■ **GIVEN TEXT**
One of the key facilities of the human mind is imagination. The primary components of the mind include memory, imagination and invention working in harmony to allow the individual to know the world. Through memory of past experience the individual is connected to the "common sense," and largely through the medium of metaphor, original knowledge about the human world is created by using imagination (Arcero, 1997). The "new" scientist looks inward and outward
alternately in building knowledge of the world, and all aspects of culture are important sources of data for understanding, especially myth, poetry and other forms of artistic expression which essentially deal in the rhetoric of metaphor. The collective mind is revealed more through the material representations of its visions than its more "rational" productions. In Vico's words, "For when we wish to give utterance of our understanding of spiritual things, we must seek aid from our imagination to explain them, and like painters, form human images of them." Vico's epistemology is the antithesis of pure reason and logic, and appears at least somewhat related to Eastern mystic religions.
In evolutionary biological terms, we have been designed to dream and imagine, to recombine sense and experience in our minds in various ways (Arcero, 1997). As Vico argues "All that guides imagination is an unwillingness to reduce the mind's uncertainty [what is going
on internally in terms of thought, both conscious and unconscious] by embracing what is familiar to the mind. This sense of ignorance leads us to reach out past our inclination to make experience familiar through the power of the concept and to engage the power of the image. We must reconstruct the human world not through concepts and criteria but as something we can practically see."
Thus our creativity is part of us, part of the constant functioning of the mind, an integral aspect of the process of moment by moment constructing useful edifices of understanding (images) in our minds.

■ **INFORMATION SUPPLIED**
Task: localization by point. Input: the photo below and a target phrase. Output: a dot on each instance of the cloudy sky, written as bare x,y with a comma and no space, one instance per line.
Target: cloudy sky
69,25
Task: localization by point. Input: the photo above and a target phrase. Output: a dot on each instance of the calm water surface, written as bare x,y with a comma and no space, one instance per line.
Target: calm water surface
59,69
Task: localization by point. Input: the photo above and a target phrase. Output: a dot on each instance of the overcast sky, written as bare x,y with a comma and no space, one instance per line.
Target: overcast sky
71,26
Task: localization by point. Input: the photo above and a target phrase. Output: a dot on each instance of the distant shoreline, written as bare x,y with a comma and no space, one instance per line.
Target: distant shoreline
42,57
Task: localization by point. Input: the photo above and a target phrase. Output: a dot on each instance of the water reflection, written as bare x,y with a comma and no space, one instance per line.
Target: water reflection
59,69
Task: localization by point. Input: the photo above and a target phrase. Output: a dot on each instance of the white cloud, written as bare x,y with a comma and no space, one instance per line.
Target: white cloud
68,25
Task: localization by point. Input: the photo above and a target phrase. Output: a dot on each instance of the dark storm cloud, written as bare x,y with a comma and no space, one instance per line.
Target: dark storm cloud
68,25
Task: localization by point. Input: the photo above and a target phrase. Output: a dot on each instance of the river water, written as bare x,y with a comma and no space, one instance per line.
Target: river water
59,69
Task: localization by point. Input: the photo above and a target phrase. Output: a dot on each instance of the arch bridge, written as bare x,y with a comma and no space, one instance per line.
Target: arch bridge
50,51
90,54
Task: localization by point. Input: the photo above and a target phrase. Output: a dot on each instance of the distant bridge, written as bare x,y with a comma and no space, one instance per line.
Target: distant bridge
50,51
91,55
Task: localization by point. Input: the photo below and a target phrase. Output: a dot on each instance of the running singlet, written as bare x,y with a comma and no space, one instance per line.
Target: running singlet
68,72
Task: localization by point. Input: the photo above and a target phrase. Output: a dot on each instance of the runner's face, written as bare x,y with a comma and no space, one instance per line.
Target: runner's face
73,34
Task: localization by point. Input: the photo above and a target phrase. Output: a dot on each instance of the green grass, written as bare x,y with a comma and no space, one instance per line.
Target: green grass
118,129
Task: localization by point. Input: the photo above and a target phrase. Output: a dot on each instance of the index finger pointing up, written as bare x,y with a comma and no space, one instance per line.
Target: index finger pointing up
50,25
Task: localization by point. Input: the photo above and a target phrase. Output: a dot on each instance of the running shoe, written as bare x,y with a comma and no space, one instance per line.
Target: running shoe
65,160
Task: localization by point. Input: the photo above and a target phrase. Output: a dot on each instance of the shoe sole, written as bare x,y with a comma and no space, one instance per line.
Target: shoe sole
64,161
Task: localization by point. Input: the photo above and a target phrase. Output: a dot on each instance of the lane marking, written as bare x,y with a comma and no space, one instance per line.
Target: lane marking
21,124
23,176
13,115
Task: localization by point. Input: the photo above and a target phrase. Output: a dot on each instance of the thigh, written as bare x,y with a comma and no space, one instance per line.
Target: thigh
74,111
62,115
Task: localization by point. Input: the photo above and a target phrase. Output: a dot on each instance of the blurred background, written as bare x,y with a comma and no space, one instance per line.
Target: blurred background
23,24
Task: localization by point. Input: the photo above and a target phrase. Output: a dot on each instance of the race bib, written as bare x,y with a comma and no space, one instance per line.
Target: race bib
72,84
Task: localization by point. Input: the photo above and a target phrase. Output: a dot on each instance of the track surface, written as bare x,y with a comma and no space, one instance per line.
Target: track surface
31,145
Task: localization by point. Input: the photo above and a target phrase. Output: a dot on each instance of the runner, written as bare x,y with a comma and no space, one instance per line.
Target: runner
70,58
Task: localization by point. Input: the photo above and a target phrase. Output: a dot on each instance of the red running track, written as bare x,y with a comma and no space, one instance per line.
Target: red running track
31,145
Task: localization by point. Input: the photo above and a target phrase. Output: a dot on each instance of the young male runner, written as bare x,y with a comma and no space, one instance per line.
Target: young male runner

■ **EXERCISE DIRECTIONS**
In the passage on imagination, why does the Vico quotation say we reach past making experience familiar through concepts and turn to the power of the image? Explain in one to three sentences.

■ **RESPONSE AREA**
According to the quotation, a sense of ignorance leads us there. Imagination is guided by an unwillingness to reduce the mind's uncertainty by embracing what is already familiar. So instead of settling on the power of the concept, we engage the power of the image.